* Work request
Which of the lines below mention the word "note"? Pull each one out.

* Exercise data

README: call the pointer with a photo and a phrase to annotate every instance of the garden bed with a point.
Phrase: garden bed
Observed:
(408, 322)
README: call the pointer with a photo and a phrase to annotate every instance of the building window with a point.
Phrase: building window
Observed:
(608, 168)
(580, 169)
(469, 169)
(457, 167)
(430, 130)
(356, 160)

* * *

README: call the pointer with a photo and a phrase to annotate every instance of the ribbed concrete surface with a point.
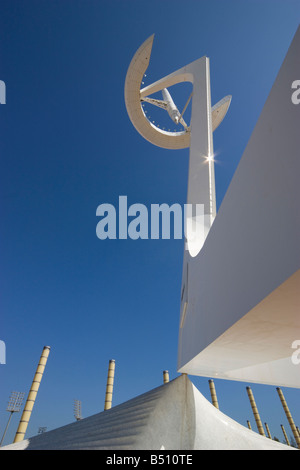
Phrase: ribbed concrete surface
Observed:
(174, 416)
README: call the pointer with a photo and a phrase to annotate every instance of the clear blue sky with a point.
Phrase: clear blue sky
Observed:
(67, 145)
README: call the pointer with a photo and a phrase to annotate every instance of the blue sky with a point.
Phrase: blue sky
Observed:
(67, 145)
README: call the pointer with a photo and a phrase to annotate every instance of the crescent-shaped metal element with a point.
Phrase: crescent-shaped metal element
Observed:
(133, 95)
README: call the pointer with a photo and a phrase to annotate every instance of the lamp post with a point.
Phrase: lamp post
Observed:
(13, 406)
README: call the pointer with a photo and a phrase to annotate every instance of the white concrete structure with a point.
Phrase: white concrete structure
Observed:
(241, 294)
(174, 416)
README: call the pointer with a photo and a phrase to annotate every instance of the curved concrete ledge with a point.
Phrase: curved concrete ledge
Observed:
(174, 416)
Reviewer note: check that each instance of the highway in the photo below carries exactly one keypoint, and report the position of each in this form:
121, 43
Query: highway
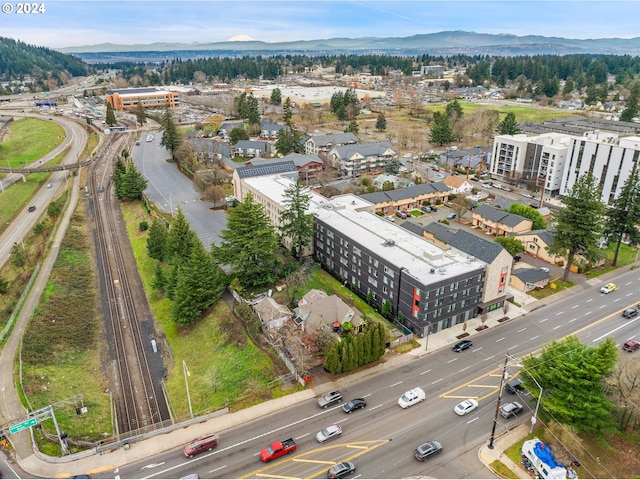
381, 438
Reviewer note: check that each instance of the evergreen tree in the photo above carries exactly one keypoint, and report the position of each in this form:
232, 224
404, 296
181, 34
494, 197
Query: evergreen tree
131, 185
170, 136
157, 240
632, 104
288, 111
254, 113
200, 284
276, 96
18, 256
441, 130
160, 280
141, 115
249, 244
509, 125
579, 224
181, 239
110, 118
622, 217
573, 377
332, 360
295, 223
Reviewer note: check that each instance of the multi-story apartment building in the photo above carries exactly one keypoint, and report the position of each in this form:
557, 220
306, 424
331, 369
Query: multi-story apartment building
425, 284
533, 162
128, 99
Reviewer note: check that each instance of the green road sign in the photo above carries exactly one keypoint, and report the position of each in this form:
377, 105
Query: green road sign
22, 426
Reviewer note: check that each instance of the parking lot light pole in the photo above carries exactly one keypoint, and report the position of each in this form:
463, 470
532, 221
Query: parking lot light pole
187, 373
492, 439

* Finished task
Reviewer note: check that each instance of the highway in the photo below carries exactly one keypoint, and report the position of each in this form:
Reviewer note: check that each instance of the evergreen tree in the photo above carries exactly one keypoint, and report the position of each in this form:
Reviewer note: check that each instance of the multi-story apartment building in the photo above carries exactly one keypoint, and report the position of each in this form:
Reviewer note: check that each instance of the green road sign in the photo above carries exactly one keypoint, and report the position of each in this form:
Reviewer note: check that each instance of the parking lot light pole in the photo above carries exactly one keypoint, and report the position of each in this form:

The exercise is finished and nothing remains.